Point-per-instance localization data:
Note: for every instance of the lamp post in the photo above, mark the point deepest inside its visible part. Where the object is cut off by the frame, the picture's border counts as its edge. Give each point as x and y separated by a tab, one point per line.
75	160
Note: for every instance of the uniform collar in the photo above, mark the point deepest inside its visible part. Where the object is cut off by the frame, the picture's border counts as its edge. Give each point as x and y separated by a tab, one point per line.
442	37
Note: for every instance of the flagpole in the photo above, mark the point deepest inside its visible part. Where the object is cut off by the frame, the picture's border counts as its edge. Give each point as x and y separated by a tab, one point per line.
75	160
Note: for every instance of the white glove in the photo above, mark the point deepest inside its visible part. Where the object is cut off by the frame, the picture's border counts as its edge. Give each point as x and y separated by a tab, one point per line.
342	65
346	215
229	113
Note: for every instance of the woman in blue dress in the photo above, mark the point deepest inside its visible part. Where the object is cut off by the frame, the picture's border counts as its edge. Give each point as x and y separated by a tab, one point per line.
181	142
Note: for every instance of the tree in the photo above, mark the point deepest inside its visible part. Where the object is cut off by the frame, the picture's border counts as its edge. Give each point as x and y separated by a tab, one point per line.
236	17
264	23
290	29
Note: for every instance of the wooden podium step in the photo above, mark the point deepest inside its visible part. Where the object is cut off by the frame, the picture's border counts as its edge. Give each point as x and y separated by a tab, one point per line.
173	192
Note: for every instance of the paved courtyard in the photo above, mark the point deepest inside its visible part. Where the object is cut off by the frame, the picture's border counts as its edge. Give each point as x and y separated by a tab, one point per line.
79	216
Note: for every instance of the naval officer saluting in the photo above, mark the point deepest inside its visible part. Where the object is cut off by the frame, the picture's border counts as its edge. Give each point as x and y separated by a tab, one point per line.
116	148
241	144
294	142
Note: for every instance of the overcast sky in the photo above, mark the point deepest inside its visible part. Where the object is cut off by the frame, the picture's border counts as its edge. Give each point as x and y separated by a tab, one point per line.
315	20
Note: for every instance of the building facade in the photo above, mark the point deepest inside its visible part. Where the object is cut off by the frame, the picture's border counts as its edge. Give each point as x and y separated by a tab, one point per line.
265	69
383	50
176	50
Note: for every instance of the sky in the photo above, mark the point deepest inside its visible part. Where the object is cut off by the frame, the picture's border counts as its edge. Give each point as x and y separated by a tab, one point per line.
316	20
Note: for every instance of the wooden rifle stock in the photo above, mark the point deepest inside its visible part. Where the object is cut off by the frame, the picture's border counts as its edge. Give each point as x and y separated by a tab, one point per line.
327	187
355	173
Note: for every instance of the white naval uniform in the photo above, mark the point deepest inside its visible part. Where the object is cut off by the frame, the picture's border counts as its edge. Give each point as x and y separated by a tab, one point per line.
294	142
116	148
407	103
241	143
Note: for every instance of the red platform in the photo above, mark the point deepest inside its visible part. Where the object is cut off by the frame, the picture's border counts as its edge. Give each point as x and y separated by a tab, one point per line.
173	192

Problem description: Each record above, from first to last, should be written out again exactly.

Answer for the task:
Note: for every instance of the lamp post in the photo above, mark the point deepest inside its visible part. Where the object is cut off by the frame, the picture's border counts as its edge. Give each point as x and y separated by a tab, one point per line.
75	160
Note: for every instance of the uniform collar in the photo above, mark the point deepest inside its visible part. Where the object is cut off by the frame, the picture's border counts as its edge. Give each point as x and y separated by a tab, one point per line.
442	37
Note: for every instance of the flagpole in the photo above, mark the point deepest inside its visible part. Where the object is cut off by the frame, the picture's border counts as its edge. Give each point as x and y separated by a tab, one point per line.
75	160
Note: for every instance of the white glove in the photo above, mark the point deepest inside its visible part. Where the object is cut off by the frame, the picture's border counts as its edge. Give each point as x and y separated by a tab, one point per line.
342	65
346	215
229	113
Note: for every instance of the woman in blue dress in the photo above, mark the point deepest inside its visible part. Where the object is cut off by the frame, the picture's border counts as its edge. Give each point as x and y separated by a tab, one point per line.
181	142
Note: for every instance of the tree in the photo above, mark the point deepest inside its visible part. Where the object is cut off by the frame, the picture's border counts as its edge. Give each point as x and y separated by a tab, one point per line.
236	17
264	23
290	29
Note: for every instance of the wooden podium step in the photo above, mark the point deepest inside its visible part. Where the object is cut off by the frame, the picture's border counts as its edge. Give each point as x and y separated by a tab, one point per line.
173	192
Note: for every instance of the paved courtyard in the photo above, mark the point deepest inside its visible part. Where the object is cut off by the frame, the picture's border counts as its edge. Give each point as x and y separated by a tab, one point per line.
79	216
Note: for every instance of the naval officer saluting in the photo above, mark the point deepest inside its visible part. Where the object is cut off by the frame, the picture's border counts as its edge. Give each point as x and y separated by a tab, one point per line.
116	148
241	144
294	142
Note: for every instance of the overcast sky in the photo above, mark the point deepest inside its visible part. Where the object is cut off by the frame, the picture's border counts as its edge. Give each point as x and y separated by a tab, one point per line.
315	20
Note: for every instance of the building facade in the photo above, mark the point deepest inside its visible part. Where the object is cut off by the frame, the picture's border counts as its edge. Give each point as x and y separated by a tab, one point per line.
265	69
383	50
176	50
Note: for every instance of the sky in the photo above, mark the point deepest inside its visible part. Where the object is cut off by the frame, the picture's border counts as its edge. Give each point as x and y separated by a tab, one point per line.
316	20
Note: for every instance of the wooden rifle stock in the photo above, mark the point deepest inside its visible part. Where the object is cut off by the frame, the picture's border counts as its edge. Give each point as x and y separated by a tab, one point per line.
327	187
355	173
Note: for every instance of the white naval uniform in the photo above, mark the point deepest inside its visible part. Where the object is cut off by the frame, the picture's border counts as its edge. Give each point as x and y separated by a tab, one point per line.
294	142
116	148
407	103
241	143
Note: for every instance of the red platform in the photo above, mark the point deepest inside its visible part. Where the object is cut off by the frame, the picture's border counts as its edge. Give each point as x and y separated by a tab, one point per line.
173	192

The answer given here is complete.